Reproduce the listing below word for word, starting at its first line and stopping after the line that contains "[409,231,640,427]", with that line included. Omit the pictures.

Materials provided
========================================================================

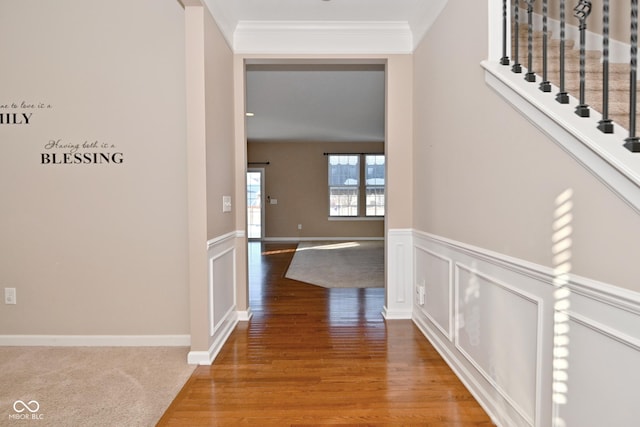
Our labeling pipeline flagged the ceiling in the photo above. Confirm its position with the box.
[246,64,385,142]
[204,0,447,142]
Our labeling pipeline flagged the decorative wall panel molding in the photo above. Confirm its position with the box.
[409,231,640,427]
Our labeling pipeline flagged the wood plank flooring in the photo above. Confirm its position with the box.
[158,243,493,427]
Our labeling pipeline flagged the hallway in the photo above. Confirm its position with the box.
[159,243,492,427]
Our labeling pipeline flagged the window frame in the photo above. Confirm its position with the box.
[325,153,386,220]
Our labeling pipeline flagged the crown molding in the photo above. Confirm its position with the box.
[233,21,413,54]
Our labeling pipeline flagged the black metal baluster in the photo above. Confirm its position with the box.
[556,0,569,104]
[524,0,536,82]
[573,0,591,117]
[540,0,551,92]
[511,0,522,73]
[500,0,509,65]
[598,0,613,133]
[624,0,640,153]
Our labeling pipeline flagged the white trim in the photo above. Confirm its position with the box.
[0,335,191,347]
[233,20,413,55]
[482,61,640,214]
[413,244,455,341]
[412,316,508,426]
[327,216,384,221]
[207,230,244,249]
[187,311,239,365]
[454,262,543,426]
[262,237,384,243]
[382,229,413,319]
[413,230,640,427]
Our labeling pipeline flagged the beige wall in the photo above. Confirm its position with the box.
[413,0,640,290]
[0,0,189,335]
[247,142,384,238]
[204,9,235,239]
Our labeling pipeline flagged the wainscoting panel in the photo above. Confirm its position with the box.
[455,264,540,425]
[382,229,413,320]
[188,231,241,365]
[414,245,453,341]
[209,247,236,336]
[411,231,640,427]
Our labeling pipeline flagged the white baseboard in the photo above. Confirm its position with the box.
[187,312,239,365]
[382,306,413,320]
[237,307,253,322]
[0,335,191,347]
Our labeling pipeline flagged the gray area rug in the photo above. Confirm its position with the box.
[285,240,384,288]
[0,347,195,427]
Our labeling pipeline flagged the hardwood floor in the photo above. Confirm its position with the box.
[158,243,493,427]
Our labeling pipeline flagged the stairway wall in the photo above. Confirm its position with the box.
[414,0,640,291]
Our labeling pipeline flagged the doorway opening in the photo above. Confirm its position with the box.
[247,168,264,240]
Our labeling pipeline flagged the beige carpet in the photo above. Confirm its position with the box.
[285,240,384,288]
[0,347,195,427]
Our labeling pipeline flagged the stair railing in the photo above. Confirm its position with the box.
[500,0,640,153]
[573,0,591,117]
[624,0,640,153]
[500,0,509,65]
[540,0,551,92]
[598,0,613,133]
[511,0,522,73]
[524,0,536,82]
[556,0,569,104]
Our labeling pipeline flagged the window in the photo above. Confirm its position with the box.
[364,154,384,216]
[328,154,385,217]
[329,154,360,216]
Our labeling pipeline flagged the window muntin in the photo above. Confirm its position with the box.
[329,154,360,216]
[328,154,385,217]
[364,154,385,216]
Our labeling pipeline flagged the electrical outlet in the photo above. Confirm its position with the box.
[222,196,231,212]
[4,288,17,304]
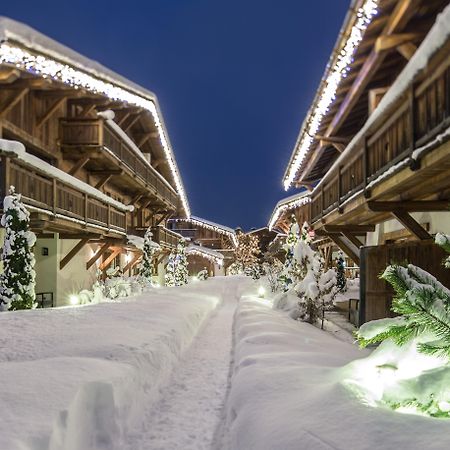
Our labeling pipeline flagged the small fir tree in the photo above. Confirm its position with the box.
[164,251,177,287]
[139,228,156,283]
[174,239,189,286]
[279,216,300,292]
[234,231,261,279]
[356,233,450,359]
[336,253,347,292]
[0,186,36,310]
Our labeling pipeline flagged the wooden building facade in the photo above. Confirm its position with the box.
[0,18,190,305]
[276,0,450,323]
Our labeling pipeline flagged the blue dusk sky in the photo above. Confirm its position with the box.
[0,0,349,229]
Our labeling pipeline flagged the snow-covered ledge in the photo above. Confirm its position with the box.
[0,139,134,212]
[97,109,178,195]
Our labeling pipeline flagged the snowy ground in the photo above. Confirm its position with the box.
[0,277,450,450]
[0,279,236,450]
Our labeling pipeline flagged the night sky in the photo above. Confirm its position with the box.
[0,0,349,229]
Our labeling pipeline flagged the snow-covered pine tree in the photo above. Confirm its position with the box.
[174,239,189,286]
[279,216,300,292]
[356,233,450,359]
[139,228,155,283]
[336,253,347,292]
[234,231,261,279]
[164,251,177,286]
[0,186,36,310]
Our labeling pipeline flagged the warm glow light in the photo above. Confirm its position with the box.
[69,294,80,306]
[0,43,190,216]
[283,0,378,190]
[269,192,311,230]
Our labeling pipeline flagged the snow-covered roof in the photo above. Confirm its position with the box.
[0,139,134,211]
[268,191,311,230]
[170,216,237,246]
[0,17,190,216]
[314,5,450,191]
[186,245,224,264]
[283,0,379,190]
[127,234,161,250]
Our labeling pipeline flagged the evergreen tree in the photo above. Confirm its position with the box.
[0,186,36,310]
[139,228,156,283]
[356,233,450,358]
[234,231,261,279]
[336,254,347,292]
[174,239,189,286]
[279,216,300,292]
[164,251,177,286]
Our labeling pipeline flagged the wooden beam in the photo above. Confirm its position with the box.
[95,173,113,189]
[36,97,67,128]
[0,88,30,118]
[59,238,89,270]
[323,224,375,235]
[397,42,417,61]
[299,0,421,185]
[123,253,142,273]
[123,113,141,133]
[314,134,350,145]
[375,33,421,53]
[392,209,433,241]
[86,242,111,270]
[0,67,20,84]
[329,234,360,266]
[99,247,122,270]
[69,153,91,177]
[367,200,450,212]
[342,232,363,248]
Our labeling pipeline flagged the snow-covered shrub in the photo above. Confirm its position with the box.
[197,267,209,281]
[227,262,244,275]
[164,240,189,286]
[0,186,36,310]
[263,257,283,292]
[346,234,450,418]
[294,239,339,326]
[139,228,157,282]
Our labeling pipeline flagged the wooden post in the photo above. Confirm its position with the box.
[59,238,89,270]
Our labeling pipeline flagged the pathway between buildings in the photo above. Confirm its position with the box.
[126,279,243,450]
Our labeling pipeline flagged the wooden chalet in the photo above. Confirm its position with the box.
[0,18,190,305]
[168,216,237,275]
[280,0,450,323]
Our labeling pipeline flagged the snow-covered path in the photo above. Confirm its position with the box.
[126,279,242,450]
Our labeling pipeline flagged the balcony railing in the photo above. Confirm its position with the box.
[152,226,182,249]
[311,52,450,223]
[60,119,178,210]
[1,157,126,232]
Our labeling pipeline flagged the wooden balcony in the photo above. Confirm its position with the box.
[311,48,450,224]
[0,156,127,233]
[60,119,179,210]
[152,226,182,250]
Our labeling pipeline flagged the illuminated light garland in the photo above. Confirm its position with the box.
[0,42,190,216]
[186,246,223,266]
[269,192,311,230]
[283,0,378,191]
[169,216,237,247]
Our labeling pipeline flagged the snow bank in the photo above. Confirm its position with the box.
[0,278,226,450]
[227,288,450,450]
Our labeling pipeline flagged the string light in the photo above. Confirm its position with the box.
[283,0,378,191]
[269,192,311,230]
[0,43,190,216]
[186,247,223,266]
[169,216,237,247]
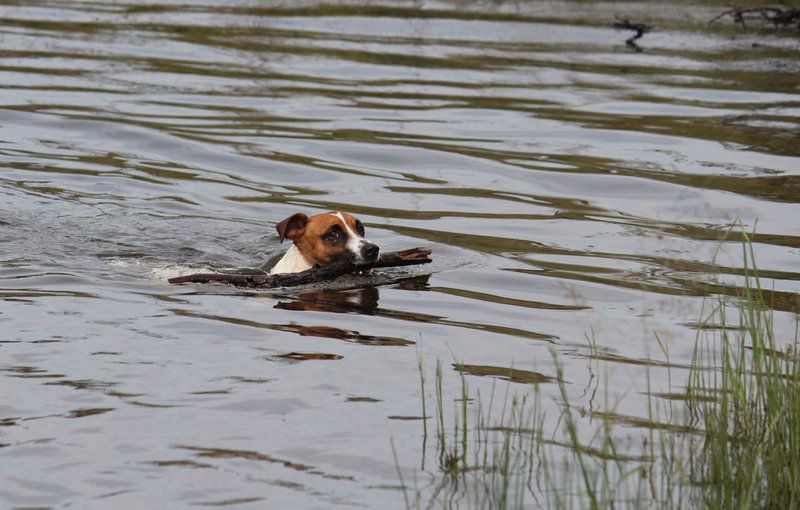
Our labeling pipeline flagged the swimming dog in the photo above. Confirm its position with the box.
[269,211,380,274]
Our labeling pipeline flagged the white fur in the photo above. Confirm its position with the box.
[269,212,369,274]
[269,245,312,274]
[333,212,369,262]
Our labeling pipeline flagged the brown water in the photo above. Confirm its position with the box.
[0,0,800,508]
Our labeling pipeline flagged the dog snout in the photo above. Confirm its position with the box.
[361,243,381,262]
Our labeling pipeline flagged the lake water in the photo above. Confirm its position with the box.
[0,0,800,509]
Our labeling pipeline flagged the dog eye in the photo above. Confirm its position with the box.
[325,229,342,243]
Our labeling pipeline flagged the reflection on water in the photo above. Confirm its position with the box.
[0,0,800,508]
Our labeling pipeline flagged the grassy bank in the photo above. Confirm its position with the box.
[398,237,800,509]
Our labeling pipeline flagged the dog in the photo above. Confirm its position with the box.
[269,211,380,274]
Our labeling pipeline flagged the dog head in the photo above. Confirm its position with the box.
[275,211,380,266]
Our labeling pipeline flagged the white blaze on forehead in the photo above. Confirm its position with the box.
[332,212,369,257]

========================================================================

Solution to this exercise
Our labeling pipeline flagged the ceiling in the photo above. Confirm its position with the box.
[246,64,385,142]
[204,0,447,142]
Our labeling pipeline flagged the decorative wall panel molding in the photo above. Confirm its position with the box.
[409,231,640,427]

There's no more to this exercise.